#### [Records for processing]
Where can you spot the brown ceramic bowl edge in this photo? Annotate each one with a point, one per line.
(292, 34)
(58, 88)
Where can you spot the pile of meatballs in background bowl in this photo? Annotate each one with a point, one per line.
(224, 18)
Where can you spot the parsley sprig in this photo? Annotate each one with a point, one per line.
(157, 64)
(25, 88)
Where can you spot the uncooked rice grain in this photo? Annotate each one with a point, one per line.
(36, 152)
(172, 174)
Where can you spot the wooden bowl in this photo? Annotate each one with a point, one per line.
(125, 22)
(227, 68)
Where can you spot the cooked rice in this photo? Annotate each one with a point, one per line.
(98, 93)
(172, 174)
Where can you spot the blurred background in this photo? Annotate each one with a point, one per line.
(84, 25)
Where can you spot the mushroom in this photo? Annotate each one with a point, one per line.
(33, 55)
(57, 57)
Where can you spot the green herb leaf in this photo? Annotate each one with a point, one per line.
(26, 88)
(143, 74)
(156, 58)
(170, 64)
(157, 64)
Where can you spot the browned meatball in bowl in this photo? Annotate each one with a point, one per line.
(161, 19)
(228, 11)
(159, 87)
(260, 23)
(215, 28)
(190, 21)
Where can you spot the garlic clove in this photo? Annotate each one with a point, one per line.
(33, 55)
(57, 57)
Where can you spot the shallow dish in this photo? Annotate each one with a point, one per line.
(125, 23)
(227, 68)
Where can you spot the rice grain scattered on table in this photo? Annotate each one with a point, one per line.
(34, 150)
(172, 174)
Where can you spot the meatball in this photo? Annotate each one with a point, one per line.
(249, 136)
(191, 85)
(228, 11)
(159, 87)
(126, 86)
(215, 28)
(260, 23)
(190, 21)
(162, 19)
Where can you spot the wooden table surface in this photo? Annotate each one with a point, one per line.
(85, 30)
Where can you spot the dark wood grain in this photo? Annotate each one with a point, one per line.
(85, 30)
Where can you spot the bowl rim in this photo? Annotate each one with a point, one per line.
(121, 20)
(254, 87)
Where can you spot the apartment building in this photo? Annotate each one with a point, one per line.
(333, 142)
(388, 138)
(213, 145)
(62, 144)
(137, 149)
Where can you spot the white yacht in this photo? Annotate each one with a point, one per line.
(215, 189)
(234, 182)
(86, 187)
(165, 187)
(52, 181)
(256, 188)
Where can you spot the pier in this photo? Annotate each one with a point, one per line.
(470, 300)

#### [Set problem]
Turn the material above into a numbered list, starting at the line that contains "Where can you spot the rice" and continuing through the final line, with that first line included and any blank lines dropped.

#### [Exercise answer]
1. Where can you spot the rice grain scattered on table in this photo? Annotate each one with a point, one per line.
2. (34, 150)
3. (172, 174)
4. Where can you spot the meatball in this photo? Annotate each one with a point, one per line.
5. (249, 136)
6. (191, 85)
7. (228, 11)
8. (159, 87)
9. (126, 86)
10. (215, 28)
11. (260, 23)
12. (190, 21)
13. (162, 19)
14. Where can you spot the wooden table surface in this photo? Annotate each one with a point, one per line.
15. (85, 30)
16. Where can you spot the dark wood grain in this photo? Annotate each one with a point, one per line.
17. (85, 30)
18. Where can you spot the bowl rim in this photo? Annotate each one with a point, one per line.
19. (121, 20)
20. (254, 87)
21. Where can you spot the apartment building in this photo? Annotate each one with a point, one per line.
22. (333, 142)
23. (388, 138)
24. (213, 145)
25. (62, 144)
26. (137, 149)
27. Where can you spot the white yacht in this photo? Annotate each one with a point, one per line.
28. (215, 189)
29. (234, 182)
30. (86, 187)
31. (165, 187)
32. (52, 181)
33. (256, 188)
34. Where can you spot the pier in this photo? Annotate each one with a point, one per line.
35. (470, 300)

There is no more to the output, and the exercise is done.